======== Records provided ========

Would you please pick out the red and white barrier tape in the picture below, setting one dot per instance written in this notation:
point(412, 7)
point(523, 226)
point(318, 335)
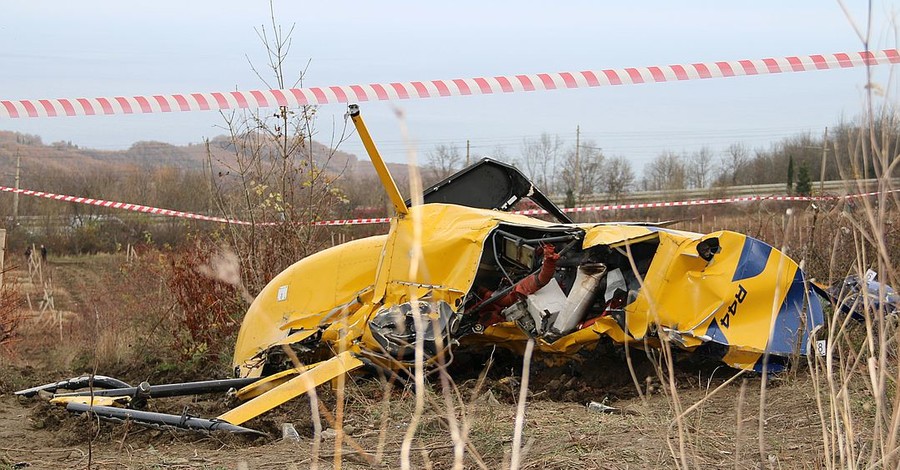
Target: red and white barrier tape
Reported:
point(380, 220)
point(122, 205)
point(699, 202)
point(295, 97)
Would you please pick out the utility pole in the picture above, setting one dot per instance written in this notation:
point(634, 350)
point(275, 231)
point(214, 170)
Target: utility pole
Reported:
point(16, 194)
point(467, 152)
point(578, 161)
point(824, 155)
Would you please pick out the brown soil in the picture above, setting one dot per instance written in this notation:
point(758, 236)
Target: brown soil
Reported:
point(722, 431)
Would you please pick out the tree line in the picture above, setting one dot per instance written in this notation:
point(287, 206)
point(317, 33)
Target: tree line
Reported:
point(563, 168)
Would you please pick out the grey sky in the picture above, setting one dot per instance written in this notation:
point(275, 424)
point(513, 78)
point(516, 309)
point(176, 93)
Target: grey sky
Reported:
point(101, 48)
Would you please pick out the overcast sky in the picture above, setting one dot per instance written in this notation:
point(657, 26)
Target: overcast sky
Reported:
point(54, 49)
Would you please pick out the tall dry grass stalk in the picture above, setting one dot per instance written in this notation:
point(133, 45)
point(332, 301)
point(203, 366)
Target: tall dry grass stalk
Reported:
point(856, 381)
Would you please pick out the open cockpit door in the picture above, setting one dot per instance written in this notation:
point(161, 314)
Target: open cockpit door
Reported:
point(489, 184)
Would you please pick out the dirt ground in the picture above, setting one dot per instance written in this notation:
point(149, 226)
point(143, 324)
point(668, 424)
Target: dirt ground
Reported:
point(722, 424)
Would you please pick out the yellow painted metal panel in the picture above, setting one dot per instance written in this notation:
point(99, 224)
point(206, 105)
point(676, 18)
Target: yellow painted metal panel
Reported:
point(308, 290)
point(321, 373)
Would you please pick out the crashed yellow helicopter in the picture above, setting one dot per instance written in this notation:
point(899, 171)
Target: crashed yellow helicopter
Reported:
point(460, 269)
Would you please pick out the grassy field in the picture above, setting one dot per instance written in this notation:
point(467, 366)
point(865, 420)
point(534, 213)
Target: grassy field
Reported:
point(118, 316)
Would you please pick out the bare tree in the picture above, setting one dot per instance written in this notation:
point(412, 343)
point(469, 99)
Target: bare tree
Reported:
point(699, 168)
point(664, 173)
point(582, 172)
point(734, 164)
point(273, 173)
point(444, 160)
point(539, 159)
point(618, 177)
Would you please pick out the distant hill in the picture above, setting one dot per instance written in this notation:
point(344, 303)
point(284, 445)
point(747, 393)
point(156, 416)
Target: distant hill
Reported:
point(59, 158)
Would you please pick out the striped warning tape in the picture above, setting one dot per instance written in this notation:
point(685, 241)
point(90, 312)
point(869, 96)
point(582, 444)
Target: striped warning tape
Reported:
point(380, 220)
point(121, 205)
point(295, 97)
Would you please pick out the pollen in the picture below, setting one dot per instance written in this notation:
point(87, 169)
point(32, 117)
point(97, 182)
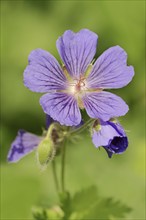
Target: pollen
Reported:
point(77, 86)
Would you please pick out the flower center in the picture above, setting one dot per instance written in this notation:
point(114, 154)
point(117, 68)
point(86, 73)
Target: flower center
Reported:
point(77, 86)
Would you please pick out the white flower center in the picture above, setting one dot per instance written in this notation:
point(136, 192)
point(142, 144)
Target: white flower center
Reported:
point(77, 86)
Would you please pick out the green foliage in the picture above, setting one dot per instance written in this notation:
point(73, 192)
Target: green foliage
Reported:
point(86, 204)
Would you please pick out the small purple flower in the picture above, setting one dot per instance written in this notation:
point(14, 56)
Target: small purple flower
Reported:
point(79, 84)
point(111, 136)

========

* **What you need to do**
Restate the preceding entries in full, word for word, with the pictures removed.

* **Task solution**
Would you please pick out the red and white barrier tape in the picture below, setting one dot per instance written in this notation:
point(412, 7)
point(523, 226)
point(318, 335)
Target: red and white barrier tape
Reported:
point(380, 220)
point(122, 205)
point(699, 202)
point(295, 97)
Would you please pick out the utility pole in the picture above, setting one dot per instance written in this notation:
point(634, 350)
point(275, 231)
point(214, 170)
Target: utility pole
Reported:
point(16, 194)
point(467, 152)
point(578, 161)
point(824, 155)
Would you please pick out the brown soil in the picture above, setting one dot per instance written in this notation:
point(758, 236)
Target: brown soil
Reported:
point(722, 431)
Would you please pick out the tree line in the picture above, setting one dot per instance written in this notation:
point(287, 206)
point(317, 33)
Target: tree line
Reported:
point(563, 168)
Would you please pick out the grey sky in the picture above, setting one dot per instance written in this notation:
point(275, 424)
point(513, 78)
point(516, 309)
point(176, 93)
Target: grey sky
Reported:
point(101, 48)
Would you please pick out the overcast sky in the picture above, setting one dot per instance written in this notation:
point(657, 26)
Target: overcast sky
Reported:
point(54, 49)
Would you please pick out the tall dry grass stalk in the picture above, setting one dot per instance written in this notation:
point(133, 45)
point(332, 301)
point(203, 366)
Target: tall dry grass stalk
Reported:
point(856, 381)
Would you please pick out the open cockpit door in the picture above, setting one dot per instance written in this notation:
point(161, 314)
Target: open cockpit door
Reported:
point(489, 184)
Would you please pick out the dirt ground in the picture above, setting one dot per instance written in this notation:
point(149, 226)
point(143, 324)
point(668, 424)
Target: dirt ground
Reported:
point(722, 424)
Would you please pick out the yellow painted metal panel in the picture above, setting one dot per instance written in this notation:
point(99, 224)
point(206, 105)
point(676, 18)
Target: yellow painted metal panel
Reported:
point(308, 290)
point(321, 373)
Would you please pick out the crashed yellow helicopter in the picture above, setting one dot per instance written in this notation:
point(899, 171)
Target: crashed yellow helicopter
Reported:
point(460, 269)
Would you please pick out the grassy field in the picture above, setting one dot per instance written in this notation:
point(467, 366)
point(865, 420)
point(534, 213)
Target: grassy field
Reported:
point(118, 316)
Would you please pick out the bare tree in the picture above, setting one dot per instance written in this notation:
point(412, 343)
point(469, 99)
Target: bare tree
Reported:
point(699, 168)
point(664, 173)
point(582, 172)
point(734, 164)
point(273, 173)
point(444, 160)
point(539, 159)
point(618, 177)
Would you please pick out the distant hill in the picture above, setting one dot per instance written in this notation:
point(344, 303)
point(284, 445)
point(747, 393)
point(156, 416)
Target: distant hill
Reported:
point(59, 158)
Would you please pick out the striped warning tape in the picture above, setting one dot per instance written in this notation:
point(685, 241)
point(90, 312)
point(869, 96)
point(582, 444)
Target: striped warning tape
Reported:
point(380, 220)
point(121, 205)
point(295, 97)
Would you please pick out the pollen in the picture below, setting one dot per instance written in this notation:
point(87, 169)
point(32, 117)
point(97, 182)
Target: pollen
Reported:
point(77, 86)
Would you please pick out the flower center in the picture above, setting one dot per instance written in this notation:
point(114, 154)
point(117, 68)
point(86, 73)
Target: flower center
Reported:
point(77, 86)
Would you please pick out the white flower center in the picture above, setting one dot per instance written in this notation:
point(136, 192)
point(142, 144)
Target: white flower center
Reported:
point(77, 86)
Would you please pick out the green foliage in the picture above, setting one dot per instance written in this notation:
point(73, 192)
Target: green foliage
Reported:
point(86, 204)
Would you please pick out the small purple flower in the picture above, setting one dot per instance written in this notation:
point(14, 56)
Target: small purple flower
Reported:
point(79, 84)
point(111, 136)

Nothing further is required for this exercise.